● **Directions**:
Format each line of the entries below as an item in a numbered list. Omit any blank lines.

● **Records provided**:
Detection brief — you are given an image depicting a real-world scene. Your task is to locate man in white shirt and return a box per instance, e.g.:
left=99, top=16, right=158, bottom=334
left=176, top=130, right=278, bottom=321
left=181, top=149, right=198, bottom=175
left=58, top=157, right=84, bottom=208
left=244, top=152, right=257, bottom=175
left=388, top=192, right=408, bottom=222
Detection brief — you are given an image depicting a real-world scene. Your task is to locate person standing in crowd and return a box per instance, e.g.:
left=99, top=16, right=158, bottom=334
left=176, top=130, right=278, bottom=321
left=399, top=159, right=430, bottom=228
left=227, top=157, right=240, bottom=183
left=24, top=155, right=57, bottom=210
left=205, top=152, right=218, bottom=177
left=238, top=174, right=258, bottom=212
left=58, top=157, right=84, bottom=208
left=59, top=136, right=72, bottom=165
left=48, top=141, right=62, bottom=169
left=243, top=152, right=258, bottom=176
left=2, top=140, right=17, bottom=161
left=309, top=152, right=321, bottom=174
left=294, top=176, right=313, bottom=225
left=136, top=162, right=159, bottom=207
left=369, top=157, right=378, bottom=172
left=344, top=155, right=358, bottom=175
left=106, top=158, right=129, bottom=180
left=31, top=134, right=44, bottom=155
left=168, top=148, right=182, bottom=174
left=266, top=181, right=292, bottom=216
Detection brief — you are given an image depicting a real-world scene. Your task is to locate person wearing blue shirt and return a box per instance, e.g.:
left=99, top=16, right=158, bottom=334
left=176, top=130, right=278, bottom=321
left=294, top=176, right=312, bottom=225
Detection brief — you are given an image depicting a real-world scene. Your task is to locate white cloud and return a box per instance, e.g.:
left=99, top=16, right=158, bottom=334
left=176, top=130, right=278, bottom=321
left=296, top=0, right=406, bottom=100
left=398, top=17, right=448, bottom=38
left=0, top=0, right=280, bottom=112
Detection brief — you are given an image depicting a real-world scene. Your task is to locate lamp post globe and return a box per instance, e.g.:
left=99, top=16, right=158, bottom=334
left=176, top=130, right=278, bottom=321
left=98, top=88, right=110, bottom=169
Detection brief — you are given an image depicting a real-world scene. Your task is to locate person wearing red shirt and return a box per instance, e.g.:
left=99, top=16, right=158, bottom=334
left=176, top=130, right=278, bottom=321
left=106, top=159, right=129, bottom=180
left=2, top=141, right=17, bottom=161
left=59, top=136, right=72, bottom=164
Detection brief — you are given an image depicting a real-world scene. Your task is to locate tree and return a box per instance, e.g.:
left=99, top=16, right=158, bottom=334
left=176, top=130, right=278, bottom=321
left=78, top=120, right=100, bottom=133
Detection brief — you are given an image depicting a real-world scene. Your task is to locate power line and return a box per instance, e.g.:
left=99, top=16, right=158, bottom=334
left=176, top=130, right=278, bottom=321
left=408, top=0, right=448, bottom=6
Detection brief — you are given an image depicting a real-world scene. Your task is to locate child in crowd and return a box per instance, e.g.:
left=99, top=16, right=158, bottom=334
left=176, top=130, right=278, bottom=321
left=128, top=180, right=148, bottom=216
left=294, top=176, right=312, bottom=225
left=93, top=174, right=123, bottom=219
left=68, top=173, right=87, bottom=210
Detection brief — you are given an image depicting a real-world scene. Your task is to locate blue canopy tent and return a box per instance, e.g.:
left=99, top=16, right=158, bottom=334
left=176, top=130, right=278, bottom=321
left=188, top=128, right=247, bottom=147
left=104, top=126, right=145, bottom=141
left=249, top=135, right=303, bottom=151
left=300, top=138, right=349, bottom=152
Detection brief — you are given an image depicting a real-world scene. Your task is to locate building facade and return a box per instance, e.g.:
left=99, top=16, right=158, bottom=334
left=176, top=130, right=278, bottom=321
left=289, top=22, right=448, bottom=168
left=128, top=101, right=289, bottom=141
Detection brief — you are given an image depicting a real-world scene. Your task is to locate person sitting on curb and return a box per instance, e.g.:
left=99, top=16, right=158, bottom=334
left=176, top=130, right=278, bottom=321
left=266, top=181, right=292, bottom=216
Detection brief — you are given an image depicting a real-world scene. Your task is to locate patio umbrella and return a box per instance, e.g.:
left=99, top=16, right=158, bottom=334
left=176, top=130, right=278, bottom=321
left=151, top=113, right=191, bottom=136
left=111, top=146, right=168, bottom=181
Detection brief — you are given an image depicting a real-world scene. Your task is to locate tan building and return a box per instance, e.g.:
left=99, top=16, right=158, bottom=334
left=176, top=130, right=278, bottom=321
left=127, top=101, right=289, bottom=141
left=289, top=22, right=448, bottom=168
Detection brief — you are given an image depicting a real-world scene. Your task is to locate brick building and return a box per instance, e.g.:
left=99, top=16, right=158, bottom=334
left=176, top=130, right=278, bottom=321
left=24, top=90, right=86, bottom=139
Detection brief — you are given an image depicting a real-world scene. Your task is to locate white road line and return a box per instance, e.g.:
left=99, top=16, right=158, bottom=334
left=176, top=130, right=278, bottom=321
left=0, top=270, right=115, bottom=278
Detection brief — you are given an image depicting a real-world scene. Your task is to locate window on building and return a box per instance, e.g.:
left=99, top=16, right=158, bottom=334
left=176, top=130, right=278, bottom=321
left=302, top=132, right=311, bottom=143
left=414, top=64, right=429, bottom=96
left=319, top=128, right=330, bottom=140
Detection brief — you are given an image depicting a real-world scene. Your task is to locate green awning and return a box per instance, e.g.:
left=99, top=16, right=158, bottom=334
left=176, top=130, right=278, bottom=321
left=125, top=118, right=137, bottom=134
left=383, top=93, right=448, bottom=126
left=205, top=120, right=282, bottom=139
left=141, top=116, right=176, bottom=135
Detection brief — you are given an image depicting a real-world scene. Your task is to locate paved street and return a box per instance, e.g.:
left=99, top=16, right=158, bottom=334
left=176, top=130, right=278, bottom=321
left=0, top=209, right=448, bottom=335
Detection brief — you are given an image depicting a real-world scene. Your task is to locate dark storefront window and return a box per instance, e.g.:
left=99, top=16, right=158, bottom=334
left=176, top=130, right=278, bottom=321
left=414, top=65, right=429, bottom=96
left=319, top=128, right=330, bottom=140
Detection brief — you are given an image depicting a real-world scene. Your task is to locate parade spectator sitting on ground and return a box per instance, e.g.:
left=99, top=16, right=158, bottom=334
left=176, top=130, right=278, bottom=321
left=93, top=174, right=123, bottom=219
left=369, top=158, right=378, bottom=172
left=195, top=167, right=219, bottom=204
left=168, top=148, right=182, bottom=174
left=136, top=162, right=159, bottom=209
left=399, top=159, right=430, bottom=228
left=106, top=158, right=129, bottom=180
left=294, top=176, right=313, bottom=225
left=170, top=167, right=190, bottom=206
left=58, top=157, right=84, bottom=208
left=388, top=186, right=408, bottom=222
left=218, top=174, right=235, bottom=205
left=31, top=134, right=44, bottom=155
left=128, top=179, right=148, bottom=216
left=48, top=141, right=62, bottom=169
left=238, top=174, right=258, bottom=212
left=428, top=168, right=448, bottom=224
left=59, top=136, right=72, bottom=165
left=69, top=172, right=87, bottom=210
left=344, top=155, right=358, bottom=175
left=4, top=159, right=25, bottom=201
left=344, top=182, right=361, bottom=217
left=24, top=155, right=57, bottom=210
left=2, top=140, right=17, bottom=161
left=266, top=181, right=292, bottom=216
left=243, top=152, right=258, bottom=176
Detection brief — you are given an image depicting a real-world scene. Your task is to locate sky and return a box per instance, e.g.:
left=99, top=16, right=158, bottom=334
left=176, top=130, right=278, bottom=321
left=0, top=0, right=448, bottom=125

● **Correct answer**:
1. Detection brief — you are given an image depicting a real-world scene. Your task is to locate man in white shirt and return a box per instance, e.g.:
2. left=99, top=16, right=158, bottom=334
3. left=176, top=130, right=278, bottom=321
4. left=181, top=149, right=198, bottom=175
5. left=58, top=157, right=84, bottom=208
6. left=244, top=152, right=257, bottom=175
7. left=388, top=192, right=408, bottom=222
8. Detection brief — you are given an image depicting a real-world scene. Your task is to locate person standing in crowd and return a box per instance, e.g.:
9. left=99, top=16, right=158, bottom=334
10. left=176, top=130, right=278, bottom=321
11. left=399, top=159, right=430, bottom=228
12. left=227, top=157, right=240, bottom=183
13. left=24, top=155, right=57, bottom=210
14. left=205, top=152, right=218, bottom=177
15. left=238, top=174, right=258, bottom=212
16. left=58, top=157, right=84, bottom=208
17. left=59, top=136, right=72, bottom=165
18. left=48, top=141, right=62, bottom=169
19. left=243, top=152, right=258, bottom=176
20. left=2, top=140, right=17, bottom=161
21. left=309, top=152, right=321, bottom=174
22. left=294, top=176, right=313, bottom=225
23. left=136, top=162, right=159, bottom=207
24. left=369, top=157, right=378, bottom=172
25. left=344, top=155, right=358, bottom=175
26. left=106, top=158, right=129, bottom=180
27. left=31, top=134, right=44, bottom=155
28. left=168, top=148, right=182, bottom=174
29. left=266, top=181, right=292, bottom=216
30. Detection brief — you are given an image depicting a real-world scene. Your task is to locate person wearing blue shirt and return a box per instance, e.g.:
31. left=99, top=16, right=158, bottom=334
32. left=176, top=130, right=278, bottom=321
33. left=294, top=176, right=312, bottom=225
34. Detection brief — you are given an image depicting a real-world scene. Your task is to locate white cloud and return a box per instance, e.g.:
35. left=99, top=16, right=158, bottom=334
36. left=176, top=130, right=278, bottom=321
37. left=296, top=0, right=406, bottom=100
38. left=398, top=17, right=448, bottom=38
39. left=0, top=0, right=280, bottom=112
40. Detection brief — you are given an image depicting a real-world scene. Your task is to locate lamp post globe and return a box per instance, e.g.:
41. left=99, top=16, right=158, bottom=334
42. left=176, top=130, right=278, bottom=321
43. left=98, top=88, right=110, bottom=169
44. Detection brief — you are given an image depicting a real-world scene. Your task is to locate person wearing red shirt and return a box per instance, e.g.:
45. left=99, top=16, right=158, bottom=334
46. left=176, top=130, right=278, bottom=321
47. left=106, top=159, right=129, bottom=180
48. left=2, top=141, right=17, bottom=161
49. left=59, top=136, right=72, bottom=164
50. Detection brief — you are given an image depicting a real-world scene. Your task is to locate tree and return a box per instance, e.g.:
51. left=99, top=16, right=158, bottom=334
52. left=176, top=130, right=278, bottom=321
53. left=78, top=120, right=100, bottom=133
54. Detection brief — you are given an image depicting a real-world scene. Your task is to locate power line and return a box per instance, e.g.:
55. left=99, top=16, right=158, bottom=334
56. left=176, top=130, right=278, bottom=321
57. left=408, top=0, right=448, bottom=6
58. Detection brief — you are given an image depicting a real-world scene. Your task is to locate child in crowd and return a box per instance, e.g.:
59. left=99, top=16, right=158, bottom=334
60. left=176, top=130, right=278, bottom=321
61. left=128, top=180, right=148, bottom=216
62. left=294, top=176, right=312, bottom=225
63. left=93, top=174, right=123, bottom=219
64. left=68, top=173, right=87, bottom=210
65. Detection brief — you are given an image depicting a real-world scene. Your task is to locate blue canopy tent and return a box per instance, e.g.:
66. left=99, top=16, right=158, bottom=334
67. left=176, top=130, right=278, bottom=321
68. left=188, top=128, right=247, bottom=147
69. left=104, top=126, right=145, bottom=141
70. left=249, top=135, right=303, bottom=151
71. left=300, top=138, right=349, bottom=152
72. Detection brief — you are given an image depicting a real-world scene. Your task is to locate building facade and return a box per instance, e.g.:
73. left=99, top=16, right=158, bottom=334
74. left=176, top=130, right=278, bottom=321
75. left=289, top=22, right=448, bottom=168
76. left=128, top=101, right=289, bottom=141
77. Detection brief — you are given an image depicting a real-world scene. Your task is to locate person sitting on curb and return a box per instance, e.g.:
78. left=99, top=16, right=158, bottom=334
79. left=176, top=130, right=278, bottom=321
80. left=266, top=181, right=292, bottom=216
81. Detection brief — you are given an image depicting a real-world scene. Your task is to locate patio umbrella and return a box per instance, e.g.:
82. left=99, top=16, right=158, bottom=334
83. left=176, top=130, right=278, bottom=321
84. left=151, top=113, right=191, bottom=136
85. left=111, top=146, right=168, bottom=181
86. Detection brief — you are given an image depicting a real-world scene. Your task is to locate tan building and return a box per instance, e.g.:
87. left=99, top=16, right=158, bottom=334
88. left=176, top=130, right=278, bottom=321
89. left=127, top=101, right=289, bottom=141
90. left=289, top=22, right=448, bottom=168
91. Detection brief — you are given an image depicting a real-world scene. Your task is to locate brick building and return a box per instance, e.g.:
92. left=99, top=16, right=158, bottom=334
93. left=176, top=130, right=278, bottom=321
94. left=24, top=90, right=86, bottom=139
95. Detection brief — you are given an image depicting a real-world scene. Your task is to locate white road line and return a box per instance, e.g.:
96. left=99, top=16, right=158, bottom=334
97. left=176, top=130, right=278, bottom=321
98. left=0, top=270, right=115, bottom=278
99. Detection brief — you are given an image depicting a real-world scene. Your task is to locate window on building and return a box per instance, e.g.:
100. left=99, top=16, right=158, bottom=334
101. left=176, top=130, right=278, bottom=321
102. left=302, top=132, right=311, bottom=143
103. left=414, top=64, right=429, bottom=96
104. left=319, top=128, right=330, bottom=140
105. Detection brief — you are given an image depicting a real-world scene. Your task is to locate green awning and return a box per instance, e.g.:
106. left=99, top=16, right=158, bottom=334
107. left=176, top=130, right=278, bottom=321
108. left=125, top=118, right=137, bottom=134
109. left=383, top=93, right=448, bottom=126
110. left=205, top=120, right=282, bottom=139
111. left=141, top=116, right=176, bottom=135
112. Detection brief — you are given an image depicting a real-world scene. Your task is to locate paved street and return a box per instance, e.g.:
113. left=99, top=16, right=158, bottom=334
114. left=176, top=130, right=278, bottom=321
115. left=0, top=209, right=448, bottom=335
116. Detection brief — you are given an image depicting a real-world scene. Your task is to locate dark storefront window and return a box per instance, e.g.:
117. left=99, top=16, right=158, bottom=334
118. left=176, top=130, right=278, bottom=321
119. left=414, top=65, right=429, bottom=96
120. left=319, top=128, right=330, bottom=140
121. Detection brief — you are given an image depicting a real-world scene. Your task is to locate parade spectator sitting on ground and return a box per instance, e.g.:
122. left=99, top=16, right=158, bottom=334
123. left=176, top=130, right=278, bottom=321
124. left=93, top=174, right=123, bottom=219
125. left=369, top=158, right=378, bottom=172
126. left=195, top=167, right=219, bottom=204
127. left=168, top=148, right=182, bottom=174
128. left=136, top=162, right=159, bottom=209
129. left=399, top=159, right=430, bottom=228
130. left=106, top=158, right=129, bottom=180
131. left=294, top=176, right=313, bottom=225
132. left=170, top=167, right=190, bottom=206
133. left=58, top=157, right=84, bottom=208
134. left=388, top=186, right=408, bottom=222
135. left=218, top=174, right=235, bottom=205
136. left=31, top=134, right=44, bottom=155
137. left=128, top=179, right=148, bottom=216
138. left=48, top=141, right=62, bottom=169
139. left=238, top=174, right=258, bottom=212
140. left=428, top=168, right=448, bottom=224
141. left=59, top=136, right=72, bottom=165
142. left=69, top=172, right=87, bottom=210
143. left=344, top=155, right=358, bottom=175
144. left=4, top=159, right=25, bottom=201
145. left=344, top=182, right=361, bottom=217
146. left=24, top=155, right=57, bottom=210
147. left=2, top=140, right=17, bottom=161
148. left=266, top=181, right=292, bottom=216
149. left=243, top=152, right=258, bottom=176
150. Detection brief — you are given an image depicting a real-world scene. Your task is to locate sky and return a box per instance, e.g.:
151. left=99, top=16, right=158, bottom=334
152. left=176, top=130, right=278, bottom=321
153. left=0, top=0, right=448, bottom=125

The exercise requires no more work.